▶ _Text excerpt_
*****

Filipino consumers ‘to benefit’ from weak Chinese currency

CHINA’s devaluation of its yuan as retaliation for the tariff hike plans of its trade war opponent, the United States, will mean cheaper Chinese goods for Filipino buyers.

Philippine Exporters Confederation Inc. (Philexport) Cebu executive director Fred Escalona said China’s weak currency “will make Chinese goods cheaper, thus attracting more demand for these goods.”

But while it could mean cheaper Chinese products, Escalona also pointed out its possible impact on other currencies, including the Philippine peso.

“This has dire effects on the regional economies as it adds pressure on the currencies of countries around China, including the Philippines, to also devalue their currencies,” the export official told SunStar Cebu on Tuesday, Aug. 6, 2019.

Philexport is a group of exporters based in Cebu.

The yuan fell below seven to the dollar on Monday, Aug. 5, days after US President Donald Trump announced plans to raise tariffs on another US$300 billion in Chinese imports amid the escalating trade war between the world’s economic superpowers.

Escalona thought that China was willing to see its currency fall further, after it breached the seven-mark, its weakest level in almost a decade.

“However, letting one’s currency devalue further is also counterproductive in the near term. It can result in inflation that could blunt economic development. What is scary is the prospect of what the US and maybe other countries might do to counter this sort of Chinese strategy,” he said.

The Department of Finance (DOF) said that as of July 2019, the Philippine peso ranked second among the top currencies in Southeast Asia gaining strength against the US dollar. Year-to-date, the peso appreciated by 2.82 percent, ranking next to Thailand, which appreciated by 4.27 percent.

The peso-dollar exchange rate also remains stable throughout the period, its coefficient of variation at 0.82 percent, ranking sixth among 12 regional currencies and lower than the 0.93 percent Asian average.

*****

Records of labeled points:
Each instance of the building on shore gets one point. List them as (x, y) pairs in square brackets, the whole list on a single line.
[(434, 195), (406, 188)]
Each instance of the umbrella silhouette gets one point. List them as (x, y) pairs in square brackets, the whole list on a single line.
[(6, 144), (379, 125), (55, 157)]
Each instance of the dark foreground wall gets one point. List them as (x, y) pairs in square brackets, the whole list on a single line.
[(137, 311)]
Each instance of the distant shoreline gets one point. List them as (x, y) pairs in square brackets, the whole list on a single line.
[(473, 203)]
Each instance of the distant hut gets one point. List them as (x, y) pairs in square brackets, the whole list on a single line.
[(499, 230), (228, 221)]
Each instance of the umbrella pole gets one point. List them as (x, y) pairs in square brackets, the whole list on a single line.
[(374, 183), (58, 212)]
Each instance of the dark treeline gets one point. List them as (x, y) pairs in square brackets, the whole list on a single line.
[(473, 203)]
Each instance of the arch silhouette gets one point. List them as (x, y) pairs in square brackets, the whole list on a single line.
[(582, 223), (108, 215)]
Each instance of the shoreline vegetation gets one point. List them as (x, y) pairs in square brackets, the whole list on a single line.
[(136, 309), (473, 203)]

*****

From the article on the weak Chinese currency, copy the passage from "The yuan fell" up to and including "world’s economic superpowers.".

▶ _The reply_
The yuan fell below seven to the dollar on Monday, Aug. 5, days after US President Donald Trump announced plans to raise tariffs on another US$300 billion in Chinese imports amid the escalating trade war between the world’s economic superpowers.